Source text:
━━━━━━━━━━
Venezuela from the Inside Out (2007) is Clif Ross's sympathetic but balanced update on the Bolivarian revolution led by Hugo Chavez Frías, seen as a grassroots movement from the bottom up. Ross is a poet and translator and long-time Berkeley leftist who has traveled extensively in Latin America and has made use of today's readily accessible, affordable digital filming and editing tools to produce a vivid, exciting documentary about Venezuela today, the "revolution from the inside out." Ross did on the spot interviews in Venezuela's schools, rural lending banks, and cooperatives and talked to campesinos, leaders, and American scholars to provide an in-depth study of the movement. This film, which I learned about from Ross himself, whom I've known for a decade, has rarely been shown in theaters but is available from Amazon on DVD or for rental from Netflix. It's provided with both Spanish and English subtitles, as needed. Most of it is in Spanish, but there's an excellent perspective provided through interviews in English with a number of American and other experts, advisers, and scholars. These include Dr. Steve Ellner of Universidad de Oriente, Puerto La Cruz; José Sant Roz of Universidad Socialista del Pueblo, Mérida; Jutta Schmitt of Universidad de los Andes, Mèrida; Roger Burbach, Director of the Center for the Study of the Americas, Berkeley, CA, and Christene DeJong, of the Center for Latin American Studies, University of California, Berkeley.

Revolution from the Inside Out is valuable addition to the documentary film literature on Latin America and deserves to be seen along with the recent political documentaries about Argentina by Fernando E. Solanas, The Dignity of the Nobodies (2006) and Latent Argentina (2007) and Kim Bartley and Donnacha O'Briain's 2003 Chavez: Inside the Coup.
━━━━━━━━━━
(Records of labeled points)
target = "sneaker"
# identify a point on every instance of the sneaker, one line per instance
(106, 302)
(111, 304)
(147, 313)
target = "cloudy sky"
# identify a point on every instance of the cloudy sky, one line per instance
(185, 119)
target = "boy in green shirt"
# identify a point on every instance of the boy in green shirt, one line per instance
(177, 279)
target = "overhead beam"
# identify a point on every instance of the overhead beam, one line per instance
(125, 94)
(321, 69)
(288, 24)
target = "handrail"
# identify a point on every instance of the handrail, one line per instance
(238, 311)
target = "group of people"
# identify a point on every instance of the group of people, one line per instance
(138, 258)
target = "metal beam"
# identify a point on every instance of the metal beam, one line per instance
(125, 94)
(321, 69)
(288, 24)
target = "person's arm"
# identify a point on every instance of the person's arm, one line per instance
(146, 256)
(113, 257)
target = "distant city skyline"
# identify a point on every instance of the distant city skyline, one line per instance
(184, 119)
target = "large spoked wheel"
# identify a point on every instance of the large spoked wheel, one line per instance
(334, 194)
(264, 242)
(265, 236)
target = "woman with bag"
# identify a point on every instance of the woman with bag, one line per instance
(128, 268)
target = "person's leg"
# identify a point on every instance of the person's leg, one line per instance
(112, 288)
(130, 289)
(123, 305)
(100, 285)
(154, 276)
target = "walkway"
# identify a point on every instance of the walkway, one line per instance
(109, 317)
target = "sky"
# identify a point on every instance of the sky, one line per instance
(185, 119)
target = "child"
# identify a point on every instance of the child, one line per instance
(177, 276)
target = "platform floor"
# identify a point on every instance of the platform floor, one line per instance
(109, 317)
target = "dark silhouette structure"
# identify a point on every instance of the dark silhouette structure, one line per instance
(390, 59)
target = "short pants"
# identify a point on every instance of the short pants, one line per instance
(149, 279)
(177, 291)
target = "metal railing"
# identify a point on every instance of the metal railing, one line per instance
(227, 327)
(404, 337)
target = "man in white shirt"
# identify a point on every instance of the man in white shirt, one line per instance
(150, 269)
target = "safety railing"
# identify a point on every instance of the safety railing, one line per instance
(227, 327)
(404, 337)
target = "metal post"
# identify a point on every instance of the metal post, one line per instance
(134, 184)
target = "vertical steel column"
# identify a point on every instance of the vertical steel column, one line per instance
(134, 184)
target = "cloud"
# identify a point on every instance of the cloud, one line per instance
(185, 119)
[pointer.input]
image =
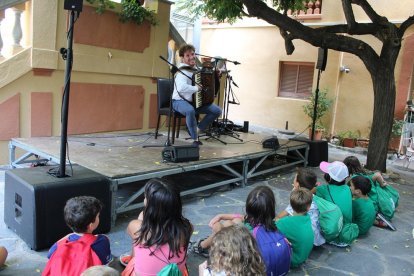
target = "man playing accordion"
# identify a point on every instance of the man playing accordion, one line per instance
(183, 95)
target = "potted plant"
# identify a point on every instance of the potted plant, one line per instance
(396, 133)
(348, 138)
(323, 106)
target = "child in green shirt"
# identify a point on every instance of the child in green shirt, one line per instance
(298, 228)
(363, 209)
(336, 191)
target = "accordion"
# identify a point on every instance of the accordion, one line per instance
(207, 78)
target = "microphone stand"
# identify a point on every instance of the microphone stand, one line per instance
(227, 90)
(218, 58)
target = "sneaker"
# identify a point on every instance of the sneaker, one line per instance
(197, 143)
(200, 250)
(125, 258)
(339, 244)
(382, 222)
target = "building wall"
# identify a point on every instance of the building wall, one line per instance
(113, 84)
(260, 48)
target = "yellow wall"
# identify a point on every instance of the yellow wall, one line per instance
(259, 47)
(91, 64)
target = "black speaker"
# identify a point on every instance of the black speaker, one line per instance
(322, 58)
(181, 153)
(246, 126)
(73, 5)
(271, 143)
(34, 202)
(318, 151)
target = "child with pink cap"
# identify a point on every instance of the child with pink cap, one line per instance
(337, 192)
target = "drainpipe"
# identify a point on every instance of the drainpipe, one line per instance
(338, 87)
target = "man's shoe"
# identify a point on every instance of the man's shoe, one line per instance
(197, 143)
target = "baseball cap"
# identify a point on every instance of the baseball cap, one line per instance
(337, 170)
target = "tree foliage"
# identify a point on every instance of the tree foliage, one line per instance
(340, 37)
(131, 10)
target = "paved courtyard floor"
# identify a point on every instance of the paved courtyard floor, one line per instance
(381, 252)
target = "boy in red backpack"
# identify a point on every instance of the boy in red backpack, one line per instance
(77, 251)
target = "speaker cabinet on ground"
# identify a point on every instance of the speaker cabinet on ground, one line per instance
(318, 151)
(34, 202)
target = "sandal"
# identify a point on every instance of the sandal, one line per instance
(125, 258)
(200, 250)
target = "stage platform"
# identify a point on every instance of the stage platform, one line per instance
(122, 158)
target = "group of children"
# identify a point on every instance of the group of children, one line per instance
(256, 243)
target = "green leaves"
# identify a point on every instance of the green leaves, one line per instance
(133, 11)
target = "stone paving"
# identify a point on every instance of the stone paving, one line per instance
(381, 252)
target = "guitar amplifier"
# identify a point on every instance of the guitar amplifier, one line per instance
(34, 202)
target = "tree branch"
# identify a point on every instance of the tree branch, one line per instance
(375, 18)
(349, 14)
(405, 25)
(290, 48)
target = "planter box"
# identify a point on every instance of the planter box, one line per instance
(349, 142)
(394, 143)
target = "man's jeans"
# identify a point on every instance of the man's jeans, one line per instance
(212, 112)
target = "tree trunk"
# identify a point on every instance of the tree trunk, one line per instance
(383, 117)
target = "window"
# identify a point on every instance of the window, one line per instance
(296, 79)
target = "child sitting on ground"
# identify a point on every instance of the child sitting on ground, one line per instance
(260, 212)
(298, 228)
(362, 207)
(305, 178)
(355, 168)
(336, 191)
(161, 234)
(100, 270)
(79, 250)
(233, 252)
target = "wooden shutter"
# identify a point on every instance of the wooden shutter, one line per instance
(296, 79)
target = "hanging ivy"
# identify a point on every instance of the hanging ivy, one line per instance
(132, 10)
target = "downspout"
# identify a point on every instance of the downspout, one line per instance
(338, 87)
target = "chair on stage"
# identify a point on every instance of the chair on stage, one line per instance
(164, 92)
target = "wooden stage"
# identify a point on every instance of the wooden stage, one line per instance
(122, 158)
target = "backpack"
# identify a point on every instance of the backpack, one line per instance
(170, 269)
(330, 218)
(72, 257)
(387, 201)
(275, 250)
━━━━━━━━━━
Set task:
Reproduce the passage of the Venezuela documentary review above, word for word, from "Revolution from the Inside Out is" to "Inside the Coup.".

Full output:
Revolution from the Inside Out is valuable addition to the documentary film literature on Latin America and deserves to be seen along with the recent political documentaries about Argentina by Fernando E. Solanas, The Dignity of the Nobodies (2006) and Latent Argentina (2007) and Kim Bartley and Donnacha O'Briain's 2003 Chavez: Inside the Coup.